• [AIM OF THE EXERCISE]
In the Aditya Parameswaran profile, copy out the part that opens with "Q: Why is this" and closes with "experiences, and skillsets.", swapping "interdisciplinary" for "multidisciplinary".

• [TEXT SHOWN]
☆ ☆ ☆ ☆ ☆
Aditya Parameswaran came to Berkeley in 2019 from the University of Illinois, Urbana-Champaign. He received the 2019 Very Large Data Bases Early Career Research Contributions Award and 2017 Technical Committee on Data Engineering Rising Star Award.
“Academic research in data management has been somewhat myopically focused on what I call the "1%"—the needs of the Amazons, Microsofts, and Googles of the world. But there are so many others—the "99%"—analysts, accountants, scientists, doctors, small business owners, journalists, among others—whose needs are not being addressed. This is a worthy cause, with the potential to have untold impact…”
Question: What is your research Focus:
Answer: I build tools for simplifying data science: making it easy for end-users and teams from a variety of disciplines, from journalism to public health, to leverage, make sense of, and manage their large and complex datasets. I employ techniques from multiple disciplines: data management (or databases), human-computer interaction, and data mining, to address the hairy problems in democratizing data science.
Q: How is this research used in the world?
A: Our tools have been used by domain experts in genomics, astrophysics, battery science, and ad analytics, among others. We built a scalable spreadsheet tool, DataSpread, that enables users to work interactively on spreadsheets 1000s of times larger than those supported by Microsoft Excel or Google Sheets. We built ZenVisage, a visualization search tool (like Google Search, but for visualizations) that allows end-users to sketch a pattern on an online canvas and find data that matches that pattern. This has been used to discover various novel scientific insights, including a star that was known to harbor a Jupiter-sized planet (for astrophysics), a previously-unknown relationship between solvent properties (battery science), and gene expression profiles that independently confirmed the results of a related study (genomics). Other tools include Helix(link is external), a human-in-the-loop machine learning tool that allows end-users to train machine learning models easily, and Orpheus(link is external), a data versioning tool that allows users to store and keep track of datasets generated during data science. We have received funding from the NIH, Siebel Energy Institute, and Toyota Research Institute, indicative of the significance of these tools for genomics and battery science.
Q: Why is this area important to you?
A: Academic research in data management has been somewhat myopically focused on what I call the "1%"—the needs of the Amazons, Microsofts, and Googles of the world. But there are so many others—the "99%"—analysts, accountants, scientists, doctors, small business owners, journalists, among others—whose needs are not being addressed. This is a worthy cause, with the potential to have an untold impact in addressing many of our societal grand challenges. From a research standpoint, this work is highly interdisciplinary and challenging, and my students reflect that diversity—spanning a variety of backgrounds, countries, experiences, and skillsets.
☆ ☆ ☆ ☆ ☆
• [GIVEN ENTRIES]
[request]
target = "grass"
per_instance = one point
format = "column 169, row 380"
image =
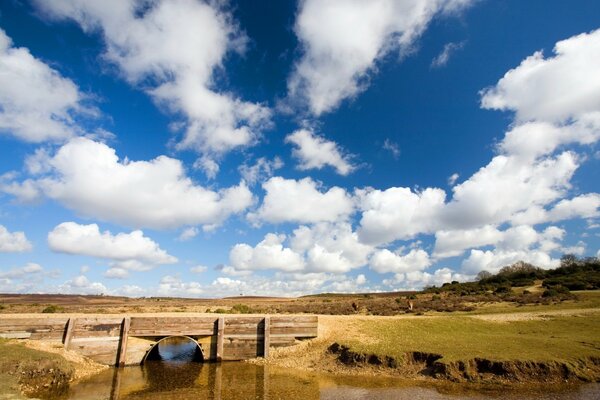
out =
column 36, row 366
column 584, row 300
column 463, row 338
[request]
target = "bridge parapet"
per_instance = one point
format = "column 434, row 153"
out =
column 125, row 340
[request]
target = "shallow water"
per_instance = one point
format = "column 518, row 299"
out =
column 176, row 377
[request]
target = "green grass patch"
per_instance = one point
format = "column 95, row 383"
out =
column 34, row 368
column 464, row 338
column 584, row 300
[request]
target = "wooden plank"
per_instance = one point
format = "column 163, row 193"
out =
column 15, row 335
column 172, row 332
column 69, row 332
column 146, row 323
column 220, row 337
column 296, row 318
column 33, row 321
column 267, row 337
column 297, row 332
column 124, row 337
☆ ☆ ☆ ☆ ☆
• [RESPONSE TO THE EXERCISE]
Q: Why is this area important to you?
A: Academic research in data management has been somewhat myopically focused on what I call the "1%"—the needs of the Amazons, Microsofts, and Googles of the world. But there are so many others—the "99%"—analysts, accountants, scientists, doctors, small business owners, journalists, among others—whose needs are not being addressed. This is a worthy cause, with the potential to have an untold impact in addressing many of our societal grand challenges. From a research standpoint, this work is highly multidisciplinary and challenging, and my students reflect that diversity—spanning a variety of backgrounds, countries, experiences, and skillsets.